## Begin

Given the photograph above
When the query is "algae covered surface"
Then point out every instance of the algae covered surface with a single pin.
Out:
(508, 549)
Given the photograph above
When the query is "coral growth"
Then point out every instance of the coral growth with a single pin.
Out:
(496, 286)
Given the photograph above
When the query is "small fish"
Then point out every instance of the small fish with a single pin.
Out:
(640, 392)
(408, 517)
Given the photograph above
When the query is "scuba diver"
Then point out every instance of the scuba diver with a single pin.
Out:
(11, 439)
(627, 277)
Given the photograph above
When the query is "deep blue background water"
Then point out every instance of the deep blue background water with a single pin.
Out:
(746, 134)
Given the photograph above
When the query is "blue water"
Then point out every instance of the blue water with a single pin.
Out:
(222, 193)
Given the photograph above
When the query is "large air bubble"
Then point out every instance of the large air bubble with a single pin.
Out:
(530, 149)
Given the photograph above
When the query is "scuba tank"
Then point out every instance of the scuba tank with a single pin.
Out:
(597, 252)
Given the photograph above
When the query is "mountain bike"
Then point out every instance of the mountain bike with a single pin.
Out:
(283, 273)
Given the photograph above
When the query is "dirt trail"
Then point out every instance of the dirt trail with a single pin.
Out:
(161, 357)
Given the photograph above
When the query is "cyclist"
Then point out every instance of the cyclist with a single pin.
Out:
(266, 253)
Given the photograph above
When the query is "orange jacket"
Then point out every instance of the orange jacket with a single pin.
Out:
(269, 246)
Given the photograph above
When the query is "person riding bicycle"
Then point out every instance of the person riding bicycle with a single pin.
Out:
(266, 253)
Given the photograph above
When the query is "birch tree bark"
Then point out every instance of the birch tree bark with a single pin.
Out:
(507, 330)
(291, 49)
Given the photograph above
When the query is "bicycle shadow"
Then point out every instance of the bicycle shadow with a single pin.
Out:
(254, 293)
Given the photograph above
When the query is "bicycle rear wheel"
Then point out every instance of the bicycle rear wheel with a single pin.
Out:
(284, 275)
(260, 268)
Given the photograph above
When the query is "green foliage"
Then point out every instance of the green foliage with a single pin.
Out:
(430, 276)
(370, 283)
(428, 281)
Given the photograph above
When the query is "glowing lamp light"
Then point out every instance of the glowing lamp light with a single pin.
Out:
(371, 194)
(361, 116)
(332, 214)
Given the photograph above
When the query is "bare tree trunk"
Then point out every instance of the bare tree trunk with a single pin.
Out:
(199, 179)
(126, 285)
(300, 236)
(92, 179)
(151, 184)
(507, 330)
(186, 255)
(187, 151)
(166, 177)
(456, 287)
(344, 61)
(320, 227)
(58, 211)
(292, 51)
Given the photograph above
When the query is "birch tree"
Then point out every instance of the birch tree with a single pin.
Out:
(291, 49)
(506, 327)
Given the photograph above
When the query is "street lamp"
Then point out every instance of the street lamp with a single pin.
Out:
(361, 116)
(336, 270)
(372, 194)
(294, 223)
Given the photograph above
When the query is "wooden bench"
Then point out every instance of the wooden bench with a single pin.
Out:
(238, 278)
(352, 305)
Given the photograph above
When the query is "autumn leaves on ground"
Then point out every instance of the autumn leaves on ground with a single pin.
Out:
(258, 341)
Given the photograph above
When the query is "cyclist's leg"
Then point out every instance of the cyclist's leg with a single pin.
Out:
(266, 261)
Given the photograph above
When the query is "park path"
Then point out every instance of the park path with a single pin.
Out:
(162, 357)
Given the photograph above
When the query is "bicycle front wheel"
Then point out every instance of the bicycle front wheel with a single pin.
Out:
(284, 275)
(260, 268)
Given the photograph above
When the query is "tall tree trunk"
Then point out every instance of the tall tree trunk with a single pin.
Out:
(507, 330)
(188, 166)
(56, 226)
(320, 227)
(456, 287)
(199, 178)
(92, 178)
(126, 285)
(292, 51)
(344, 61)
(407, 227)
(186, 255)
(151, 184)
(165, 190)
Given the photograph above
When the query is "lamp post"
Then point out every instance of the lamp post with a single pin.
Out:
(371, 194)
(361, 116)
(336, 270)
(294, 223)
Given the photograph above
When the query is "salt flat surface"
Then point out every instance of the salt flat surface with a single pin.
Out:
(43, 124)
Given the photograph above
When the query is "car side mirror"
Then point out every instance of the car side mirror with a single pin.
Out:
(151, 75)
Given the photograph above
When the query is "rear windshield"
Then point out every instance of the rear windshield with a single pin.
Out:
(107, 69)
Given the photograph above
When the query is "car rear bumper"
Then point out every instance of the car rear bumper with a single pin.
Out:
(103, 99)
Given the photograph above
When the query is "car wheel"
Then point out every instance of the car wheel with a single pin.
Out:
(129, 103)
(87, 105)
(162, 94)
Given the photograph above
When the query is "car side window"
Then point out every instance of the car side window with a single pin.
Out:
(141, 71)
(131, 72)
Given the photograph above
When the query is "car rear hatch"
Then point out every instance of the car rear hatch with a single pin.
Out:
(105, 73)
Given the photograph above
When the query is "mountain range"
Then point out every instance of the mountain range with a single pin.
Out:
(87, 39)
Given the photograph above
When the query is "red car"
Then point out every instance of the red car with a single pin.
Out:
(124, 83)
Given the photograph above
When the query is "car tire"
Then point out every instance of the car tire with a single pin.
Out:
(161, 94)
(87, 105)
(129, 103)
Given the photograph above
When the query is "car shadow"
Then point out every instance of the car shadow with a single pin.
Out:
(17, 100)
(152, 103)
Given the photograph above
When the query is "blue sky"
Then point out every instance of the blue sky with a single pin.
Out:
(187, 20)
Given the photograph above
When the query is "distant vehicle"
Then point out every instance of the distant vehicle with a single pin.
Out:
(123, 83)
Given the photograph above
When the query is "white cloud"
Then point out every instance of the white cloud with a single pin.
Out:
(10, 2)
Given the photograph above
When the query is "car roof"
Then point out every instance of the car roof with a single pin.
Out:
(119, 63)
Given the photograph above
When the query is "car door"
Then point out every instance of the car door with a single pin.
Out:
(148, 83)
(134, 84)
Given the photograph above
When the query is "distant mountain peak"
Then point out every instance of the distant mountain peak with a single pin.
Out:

## End

To do ▸ Emit the records above again, exactly, with no line skipped.

Task response ▸
Given the photograph above
When the query is "algae covered surface"
Then point out every instance of the algae covered surface with a single pin.
Out:
(508, 549)
Given the photograph above
When the query is "coral growth"
Then point out every instance of the coral growth with a single pin.
Out:
(496, 286)
Given the photograph above
When the query is "small fish"
Then point out every instance of the small fish with a single pin.
Out:
(640, 392)
(408, 517)
Given the photograph above
When the query is "scuba diver"
Then point out every instance of the scuba diver with a single pin.
Out:
(11, 439)
(627, 277)
Given the photograph above
When the query is "deep blue background water"
Then point out every instance of the deep blue background water with a single pin.
Out:
(746, 134)
Given the photograph above
When the query is "blue water"
Then point out every instance of the blue water with a single pin.
Out:
(222, 193)
Given the photograph above
When the query is "large air bubble"
Then point out every instance of the large air bubble with a single pin.
Out:
(530, 149)
Given the photograph above
When the query is "scuba tank"
Then point out every instance of the scuba tank with a single pin.
Out:
(597, 252)
Given the photograph above
When the query is "mountain bike"
Then point out every instance of the mountain bike with a single pin.
Out:
(283, 273)
Given the photograph above
When the query is "dirt trail"
Then point out every instance of the dirt trail with a single pin.
Out:
(161, 357)
Given the photograph above
When the query is "cyclist"
Then point out every instance of the cyclist with a single pin.
Out:
(266, 253)
Given the photograph above
When the query is "orange jacket"
Then point out every instance of the orange jacket with a single pin.
Out:
(269, 246)
Given the photograph above
When the query is "person riding bicycle"
Then point out every instance of the person riding bicycle with a single pin.
Out:
(266, 253)
Given the photograph above
When the query is "birch tree bark"
Then point out every instance of the birch tree bark with a single pin.
Out:
(507, 330)
(291, 49)
Given the photograph above
When the query is "bicycle shadow"
Then point out every instance of the bicycle shadow with a single pin.
Out:
(254, 293)
Given the photograph above
When the query is "bicycle rear wheel"
Then point out every instance of the bicycle rear wheel with a single pin.
Out:
(284, 275)
(260, 268)
Given the photograph above
When the query is "green foliage"
Then point out every instance of the green foliage with a single pin.
Out:
(430, 276)
(370, 283)
(428, 281)
Given the photograph above
When the query is "glowing lamp light"
Then point out every instance of the glowing lamp light with a single pin.
Out:
(371, 194)
(361, 116)
(332, 214)
Given the photograph above
When the query is "bare tree trunk"
Then point out every instance of the bare tree trunk with a single pin.
Out:
(199, 179)
(126, 285)
(300, 236)
(92, 179)
(151, 184)
(507, 330)
(186, 255)
(187, 151)
(166, 177)
(456, 287)
(344, 61)
(320, 227)
(58, 211)
(292, 51)
Given the photograph above
When the query is "birch tree"
Then point out every instance of the birch tree with a single pin.
Out:
(291, 49)
(506, 327)
Given the photograph above
When the query is "street lamp"
Then point out every instance of the street lamp with a single pin.
Out:
(361, 116)
(336, 270)
(372, 194)
(294, 223)
Given the photograph above
When the query is "wooden bench"
Then point out every instance of the wooden bench with a single pin.
Out:
(238, 278)
(352, 305)
Given the photograph above
When the query is "autumn leaves on ground"
Then point out every instance of the autumn leaves on ground with a single pin.
Out:
(258, 341)
Given the photograph above
When the query is "cyclist's leg"
Then point out every instance of the cyclist's leg with a single pin.
Out:
(266, 261)
Given the photograph above
When the query is "park path"
Then point out every instance of the park path with a single pin.
Out:
(162, 357)
Given the photograph above
When the query is "bicycle front wheel"
Then point out every instance of the bicycle front wheel with a single pin.
Out:
(284, 275)
(260, 268)
Given the photograph above
When the query is "tall tree trunk"
Then point out every instance of the tall tree trunk with a single pin.
Out:
(507, 330)
(188, 166)
(56, 226)
(320, 227)
(456, 287)
(199, 178)
(92, 178)
(126, 285)
(292, 51)
(344, 61)
(407, 227)
(186, 255)
(151, 184)
(165, 190)
Given the photograph above
When the query is "lamp post"
Then point out every instance of the lamp post with a single pin.
Out:
(371, 194)
(361, 116)
(336, 270)
(294, 223)
Given the photograph above
When the query is "salt flat surface"
Then point out every instance of the salt flat surface with a single pin.
Out:
(43, 124)
Given the photograph above
When the query is "car side mirror"
Then point out every instance of the car side mirror with a single pin.
Out:
(151, 75)
Given the photograph above
When the query is "rear windshield"
Then point out every instance of the rear windshield with a single pin.
Out:
(107, 69)
Given the photograph above
When the query is "car rear bumper"
Then point out every instance of the car rear bumper with a single pin.
Out:
(103, 99)
Given the photograph above
When the query is "car wheel"
Then point out every instance of the car wheel with a single pin.
Out:
(129, 103)
(87, 105)
(162, 94)
Given the photograph above
When the query is "car side window"
Then point out every instance of the car side window with a single pin.
Out:
(141, 71)
(131, 72)
Given the photograph above
When the query is "car rear hatch"
Then point out every instance of the car rear hatch with a single pin.
Out:
(105, 73)
Given the photograph above
When the query is "mountain range"
Then point out every instance of the mountain range with a single pin.
Out:
(87, 39)
Given the photograph above
When the query is "red car"
Then point out every instance of the red car with a single pin.
Out:
(124, 83)
Given the photograph above
When the query is "car tire"
Then point out every instance of the car tire with a single pin.
Out:
(161, 94)
(87, 105)
(129, 103)
Given the photograph above
When the query is "car shadow"
Then point out every instance of the car shadow with a single pin.
Out:
(17, 100)
(152, 103)
Given the photograph above
When the query is "blue sky"
Then point out every instance of the blue sky with a single pin.
Out:
(187, 20)
Given the photograph above
When the query is "distant vehicle"
Then point out every instance of the distant vehicle with a single pin.
Out:
(123, 83)
Given the photograph above
When the query is "white cloud"
Then point out every instance of the white cloud with a single pin.
Out:
(10, 2)
Given the photograph above
When the query is "car roof"
Then point out every instance of the car roof with a single pin.
Out:
(119, 63)
Given the photograph above
When the query is "car door"
Then point out every instance of the car door with a single pin.
Out:
(148, 83)
(134, 84)
Given the photograph above
When the query is "distant mountain peak"
Then point out every instance of the distant mountain peak with a single pin.
Out:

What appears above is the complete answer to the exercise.